Proses Evaluasi Strategi diawalai dengan menentukan apa yang akan diukur. Manajer Puncak dan manajer operasional perlu menetapkan proses implementasi dan hasil-hasil yang akan dipantau dan dievaluasi. Beberapa faktor internal dan eksternal dapat menghambat perusahaan untuk mencapai tujuan jangka panjang dan tujuan tahunannya. Secara eksternal, tindakan para pesaing, perubahan permintaan, perubahan teknologi, perubahan ekonomi, perpindahan demografi dan tindakan pemerintah dapat menghambat pencapaian tujuan organisasi. Secara internal, strategi yang tidak efektif mungkin dipilih atau implementasinya yang buruk mungkin dilakukan. Oleh karena itu, kegagalan untuk mencapai tujuan mungkin saja bukan merupakan  hasil dari  pekerjaan  manajer dan  pegawai yang  tidak memuaskan.
Seluruh anggota organisasi perlu mengetahui hal ini untuk mendorong timbulnya dukungan mereka terhadap aktivitas evaluasi strategi. Organisasi berusaha secepat mungkin saat dimana strategi mereka tidak efektif. Peluang dan ancaman eksternal serta kekuatan dan kelemahan internal yang mewakili prinsip dasar strategi yang sedang dipakai  harus terus menerus dimonitor untuk mewaspadai perubahan. Apakah faktor-faktor tersebut akan berubah bukanlah hal penting untuk ditanyakan, namun yang lebih penting adalah kapan dan bagaimana ia berubah. Richard Rumelt menemukan empat standar yang bisa dipakai untuk mengevaluasi keberhasilan sebuah strategi, yaitu :
1. Konsistensi
Sebuah strategi  seharusnya  membuat tujuan dan kebijakan yang konsisten. Konflik organisasi dan perbedaan antar departemen merupakan gejala-gejala ketidak pastian manajemen, namun masalah-masalah tersebut juga menunjukkan sinyal adanya ketidakkonsistenan strategis. Terdapat tiga panduan untuk membantu menunjukkan apakah masalah organisasi merupakan hasil dari ketidak konsistenan dalam strategi:
a.       Jika masalah manajerial terus berlanjut meskipun telah terjadi pergantian personel dan jika masalah tersebut cenderung lebih berbasis isu ketimbang berbasis manusia, maka strategi mungkin tidak konsisten.

■ **Isi Dataset**:
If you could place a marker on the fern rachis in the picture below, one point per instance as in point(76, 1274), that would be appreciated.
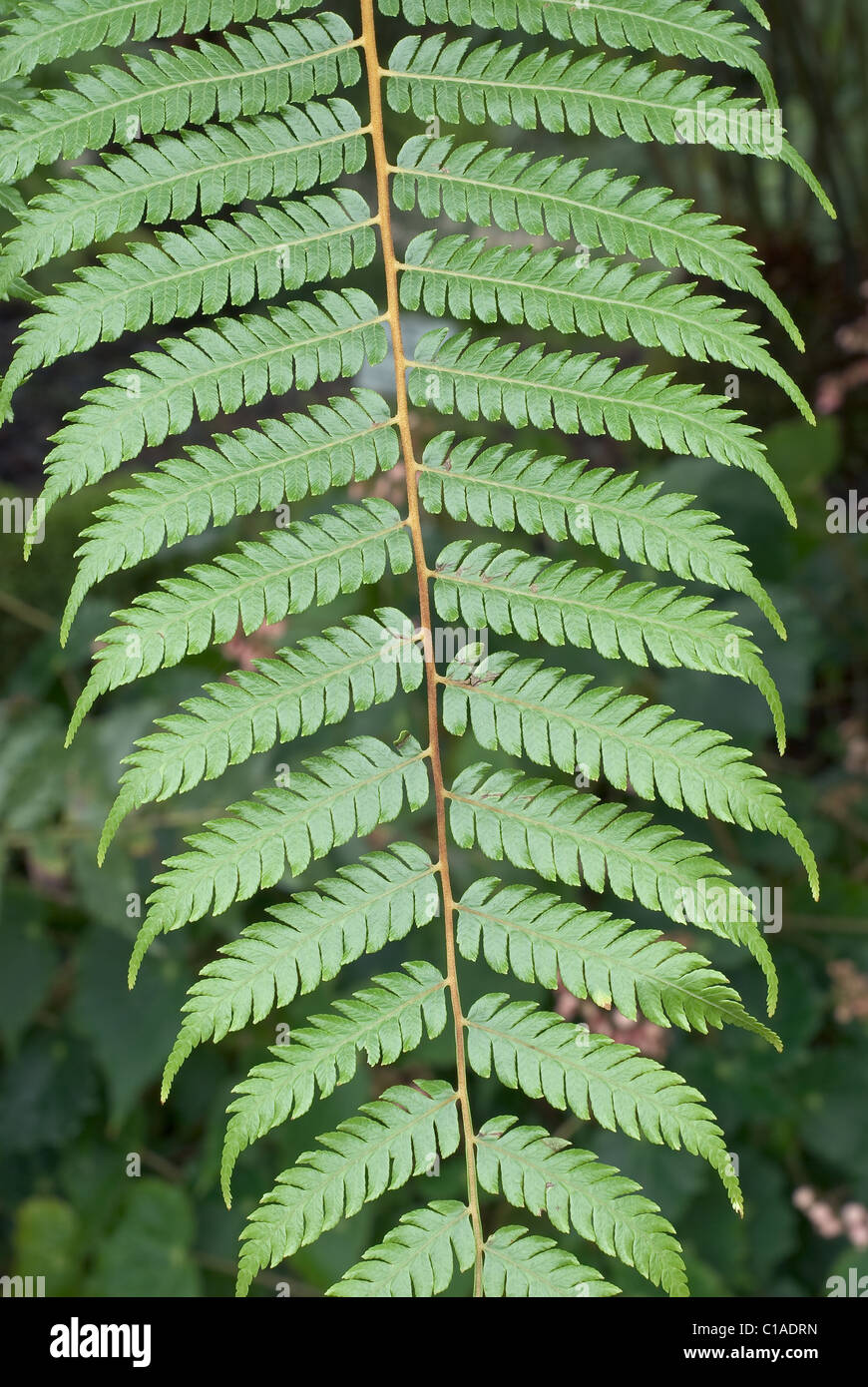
point(263, 114)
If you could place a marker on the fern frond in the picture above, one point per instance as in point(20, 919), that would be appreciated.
point(207, 372)
point(308, 941)
point(34, 38)
point(455, 274)
point(505, 487)
point(590, 394)
point(565, 720)
point(342, 793)
point(260, 70)
point(380, 1149)
point(545, 1173)
point(254, 469)
point(675, 28)
point(454, 81)
point(415, 1258)
point(384, 1021)
point(562, 835)
point(210, 177)
point(552, 1059)
point(198, 270)
point(540, 938)
point(519, 1263)
point(566, 200)
point(511, 591)
point(313, 684)
point(308, 564)
point(203, 170)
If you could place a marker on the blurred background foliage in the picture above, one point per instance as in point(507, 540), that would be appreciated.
point(107, 1193)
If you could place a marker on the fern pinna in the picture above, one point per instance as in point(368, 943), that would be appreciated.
point(256, 153)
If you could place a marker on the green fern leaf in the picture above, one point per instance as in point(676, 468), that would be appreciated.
point(211, 168)
point(384, 1020)
point(454, 274)
point(34, 38)
point(454, 81)
point(565, 500)
point(545, 1173)
point(377, 1151)
point(551, 1059)
point(280, 461)
point(191, 209)
point(566, 200)
point(565, 720)
point(301, 690)
point(544, 939)
point(519, 1263)
point(308, 564)
point(252, 256)
point(579, 839)
point(415, 1258)
point(258, 71)
point(583, 394)
point(367, 904)
point(338, 795)
point(537, 600)
point(675, 28)
point(207, 372)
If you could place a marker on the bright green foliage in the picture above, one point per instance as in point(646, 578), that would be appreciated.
point(462, 277)
point(168, 181)
point(536, 708)
point(383, 1020)
point(559, 602)
point(540, 1172)
point(566, 200)
point(519, 1263)
point(171, 91)
point(291, 695)
point(538, 936)
point(340, 795)
point(490, 379)
point(281, 461)
point(213, 206)
point(366, 906)
point(580, 839)
point(416, 1258)
point(380, 1149)
point(504, 488)
point(551, 1059)
point(245, 258)
point(671, 27)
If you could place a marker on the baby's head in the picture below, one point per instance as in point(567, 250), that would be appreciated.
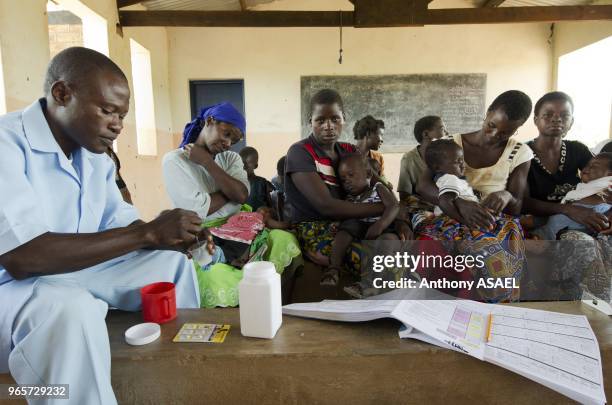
point(598, 167)
point(375, 165)
point(250, 159)
point(445, 156)
point(355, 174)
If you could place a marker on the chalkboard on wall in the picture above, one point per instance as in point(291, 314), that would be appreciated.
point(400, 100)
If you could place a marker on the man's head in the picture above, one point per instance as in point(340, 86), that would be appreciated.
point(355, 173)
point(250, 158)
point(87, 98)
point(598, 167)
point(445, 156)
point(326, 116)
point(553, 114)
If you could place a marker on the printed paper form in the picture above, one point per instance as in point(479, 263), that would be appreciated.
point(460, 324)
point(557, 350)
point(343, 310)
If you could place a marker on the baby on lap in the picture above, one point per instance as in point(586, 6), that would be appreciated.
point(445, 159)
point(355, 175)
point(596, 179)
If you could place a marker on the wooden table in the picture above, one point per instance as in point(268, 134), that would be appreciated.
point(313, 361)
point(320, 362)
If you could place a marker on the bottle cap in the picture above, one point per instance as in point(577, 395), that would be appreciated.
point(142, 334)
point(258, 270)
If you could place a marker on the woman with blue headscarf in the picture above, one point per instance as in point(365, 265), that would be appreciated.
point(204, 176)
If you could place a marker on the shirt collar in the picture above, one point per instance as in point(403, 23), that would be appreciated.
point(37, 129)
point(40, 138)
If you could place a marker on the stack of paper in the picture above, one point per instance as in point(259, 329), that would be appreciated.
point(557, 350)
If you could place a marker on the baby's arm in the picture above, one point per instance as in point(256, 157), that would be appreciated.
point(391, 210)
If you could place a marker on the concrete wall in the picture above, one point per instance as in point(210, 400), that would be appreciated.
point(24, 64)
point(271, 62)
point(571, 36)
point(23, 67)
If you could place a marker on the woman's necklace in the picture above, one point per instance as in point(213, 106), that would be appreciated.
point(561, 160)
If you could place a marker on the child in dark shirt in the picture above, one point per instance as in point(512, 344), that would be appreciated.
point(259, 195)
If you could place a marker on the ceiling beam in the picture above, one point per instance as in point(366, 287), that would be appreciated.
point(492, 3)
point(389, 13)
point(331, 18)
point(126, 3)
point(184, 18)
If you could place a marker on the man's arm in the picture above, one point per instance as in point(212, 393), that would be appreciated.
point(52, 253)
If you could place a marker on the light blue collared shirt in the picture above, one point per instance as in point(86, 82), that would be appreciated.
point(42, 191)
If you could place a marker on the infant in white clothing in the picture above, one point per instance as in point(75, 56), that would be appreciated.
point(445, 159)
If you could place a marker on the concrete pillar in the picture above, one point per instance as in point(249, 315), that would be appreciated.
point(24, 51)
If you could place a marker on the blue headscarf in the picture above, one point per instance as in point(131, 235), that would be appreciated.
point(224, 112)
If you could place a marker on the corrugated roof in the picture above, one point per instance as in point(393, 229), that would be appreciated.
point(199, 4)
point(235, 4)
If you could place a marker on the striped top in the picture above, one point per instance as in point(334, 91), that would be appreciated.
point(307, 156)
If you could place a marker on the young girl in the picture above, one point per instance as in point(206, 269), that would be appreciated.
point(355, 175)
point(596, 178)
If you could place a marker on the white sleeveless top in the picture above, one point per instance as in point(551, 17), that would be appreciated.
point(494, 178)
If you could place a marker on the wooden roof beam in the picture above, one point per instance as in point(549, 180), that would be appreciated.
point(492, 3)
point(127, 3)
point(488, 15)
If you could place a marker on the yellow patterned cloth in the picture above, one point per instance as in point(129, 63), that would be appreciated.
point(316, 238)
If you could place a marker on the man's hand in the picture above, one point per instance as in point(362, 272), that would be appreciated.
point(497, 201)
point(608, 231)
point(474, 214)
point(587, 217)
point(174, 230)
point(204, 238)
point(198, 154)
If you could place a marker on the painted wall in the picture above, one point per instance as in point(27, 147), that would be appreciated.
point(23, 69)
point(271, 62)
point(571, 36)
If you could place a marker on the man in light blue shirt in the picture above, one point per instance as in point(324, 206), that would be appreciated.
point(69, 245)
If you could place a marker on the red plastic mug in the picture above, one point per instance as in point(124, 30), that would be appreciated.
point(158, 302)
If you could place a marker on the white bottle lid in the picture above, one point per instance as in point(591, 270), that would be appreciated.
point(258, 270)
point(142, 334)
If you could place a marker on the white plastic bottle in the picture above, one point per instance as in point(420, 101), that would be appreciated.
point(260, 301)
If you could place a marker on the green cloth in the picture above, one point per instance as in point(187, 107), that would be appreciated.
point(283, 247)
point(218, 284)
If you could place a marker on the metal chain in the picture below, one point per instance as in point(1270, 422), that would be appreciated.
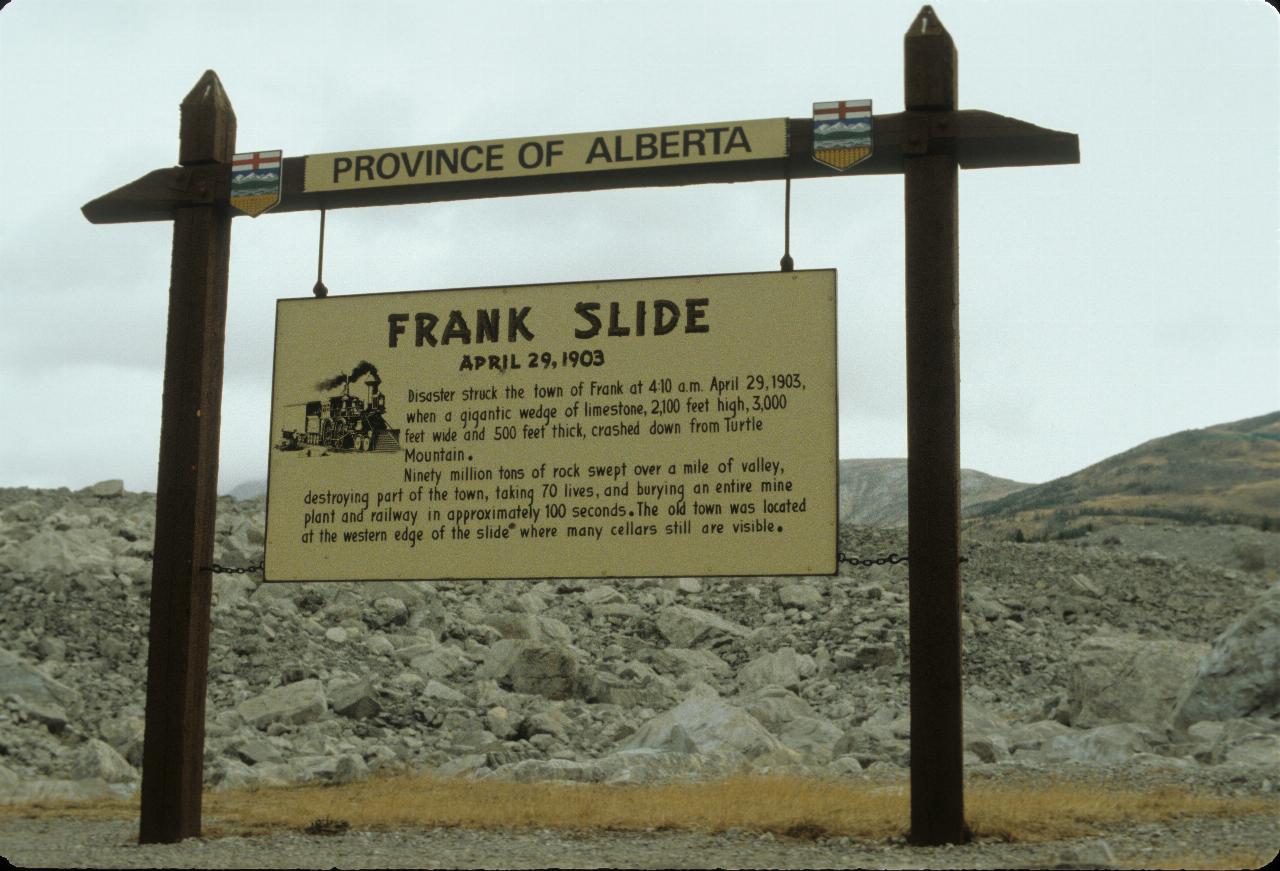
point(216, 569)
point(892, 559)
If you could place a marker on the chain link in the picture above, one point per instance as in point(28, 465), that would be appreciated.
point(892, 559)
point(216, 569)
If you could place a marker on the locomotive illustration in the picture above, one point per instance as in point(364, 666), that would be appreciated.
point(344, 422)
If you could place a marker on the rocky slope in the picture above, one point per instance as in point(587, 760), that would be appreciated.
point(1136, 647)
point(1226, 473)
point(873, 492)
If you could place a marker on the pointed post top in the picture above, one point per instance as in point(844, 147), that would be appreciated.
point(208, 128)
point(927, 24)
point(929, 64)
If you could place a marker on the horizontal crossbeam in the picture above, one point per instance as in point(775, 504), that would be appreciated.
point(978, 138)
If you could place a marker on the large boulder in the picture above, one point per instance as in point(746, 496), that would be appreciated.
point(37, 694)
point(685, 626)
point(782, 667)
point(1111, 744)
point(96, 758)
point(704, 723)
point(298, 702)
point(534, 667)
point(1128, 679)
point(74, 552)
point(1240, 675)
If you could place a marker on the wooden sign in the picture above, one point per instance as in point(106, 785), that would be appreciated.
point(545, 155)
point(599, 429)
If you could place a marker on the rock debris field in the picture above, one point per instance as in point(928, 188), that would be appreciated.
point(1144, 650)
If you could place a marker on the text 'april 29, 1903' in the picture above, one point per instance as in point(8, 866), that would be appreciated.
point(640, 428)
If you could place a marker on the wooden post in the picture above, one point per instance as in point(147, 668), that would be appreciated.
point(187, 484)
point(933, 441)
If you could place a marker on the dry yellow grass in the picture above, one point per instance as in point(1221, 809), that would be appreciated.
point(786, 806)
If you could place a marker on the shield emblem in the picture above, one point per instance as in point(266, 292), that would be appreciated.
point(256, 181)
point(842, 132)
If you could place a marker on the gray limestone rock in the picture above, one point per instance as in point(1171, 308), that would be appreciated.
point(684, 626)
point(782, 667)
point(1129, 679)
point(96, 758)
point(293, 703)
point(535, 667)
point(1110, 744)
point(712, 724)
point(36, 693)
point(356, 700)
point(1240, 675)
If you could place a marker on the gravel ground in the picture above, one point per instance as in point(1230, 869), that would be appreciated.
point(110, 844)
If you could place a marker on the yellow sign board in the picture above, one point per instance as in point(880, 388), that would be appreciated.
point(543, 155)
point(662, 427)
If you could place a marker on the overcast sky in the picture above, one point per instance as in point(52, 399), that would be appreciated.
point(1101, 305)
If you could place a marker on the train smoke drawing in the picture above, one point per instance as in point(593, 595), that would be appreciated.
point(344, 422)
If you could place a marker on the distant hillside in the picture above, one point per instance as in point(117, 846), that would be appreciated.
point(873, 492)
point(1228, 473)
point(248, 489)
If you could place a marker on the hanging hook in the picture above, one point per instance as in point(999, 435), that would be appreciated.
point(320, 290)
point(787, 264)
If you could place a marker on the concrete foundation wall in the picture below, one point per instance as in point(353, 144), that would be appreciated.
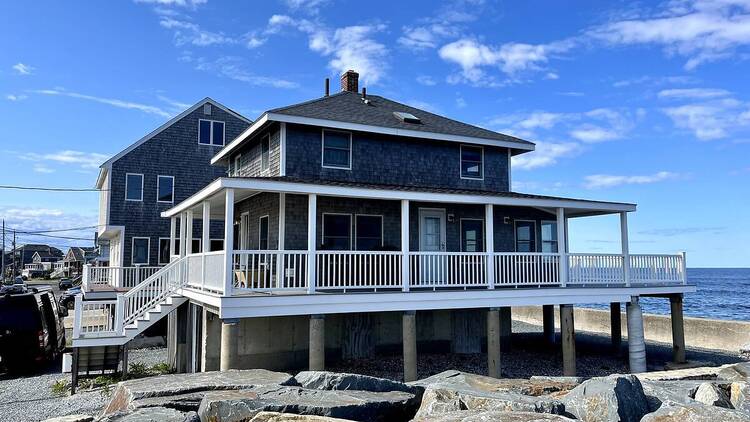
point(699, 332)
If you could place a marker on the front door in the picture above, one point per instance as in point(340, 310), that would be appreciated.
point(433, 266)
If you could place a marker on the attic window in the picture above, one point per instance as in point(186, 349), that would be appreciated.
point(406, 117)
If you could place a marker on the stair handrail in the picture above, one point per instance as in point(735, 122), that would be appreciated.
point(151, 291)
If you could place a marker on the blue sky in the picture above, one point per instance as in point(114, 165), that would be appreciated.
point(645, 103)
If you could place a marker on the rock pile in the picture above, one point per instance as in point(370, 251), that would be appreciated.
point(697, 394)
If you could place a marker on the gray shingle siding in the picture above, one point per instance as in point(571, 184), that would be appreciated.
point(393, 160)
point(173, 152)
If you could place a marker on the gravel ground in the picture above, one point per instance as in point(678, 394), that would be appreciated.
point(30, 398)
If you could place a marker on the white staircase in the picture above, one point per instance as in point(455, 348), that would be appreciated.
point(115, 322)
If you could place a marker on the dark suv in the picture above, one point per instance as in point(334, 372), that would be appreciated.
point(31, 327)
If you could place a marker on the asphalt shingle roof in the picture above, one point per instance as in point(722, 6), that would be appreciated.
point(349, 107)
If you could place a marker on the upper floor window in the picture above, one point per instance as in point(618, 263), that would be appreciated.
point(337, 149)
point(165, 189)
point(133, 187)
point(210, 132)
point(471, 162)
point(265, 153)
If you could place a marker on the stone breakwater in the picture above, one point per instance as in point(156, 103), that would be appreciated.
point(698, 394)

■ **Tugas Latihan**:
Ubah paragraf kutipan teks tentang evaluasi strategi yang diawali dengan "Proses Evaluasi Strategi" menjadi daftar poin singkat. Pertahankan fakta-fakta utamanya.

■ **Jawaban Latihan**:
- Evaluasi strategi dimulai dengan menentukan apa yang akan diukur.
- Manajer puncak dan manajer operasional menetapkan proses implementasi dan hasil yang akan dipantau serta dievaluasi.
- Faktor internal dan eksternal dapat menghambat perusahaan mencapai tujuan jangka panjang dan tujuan tahunannya.
- Faktor eksternal meliputi tindakan pesaing, perubahan permintaan, perubahan teknologi, perubahan ekonomi, perpindahan demografi, dan tindakan pemerintah.
- Faktor internal meliputi pemilihan strategi yang tidak efektif atau implementasi yang buruk.
- Karena itu, kegagalan mencapai tujuan belum tentu disebabkan oleh pekerjaan manajer dan pegawai yang tidak memuaskan.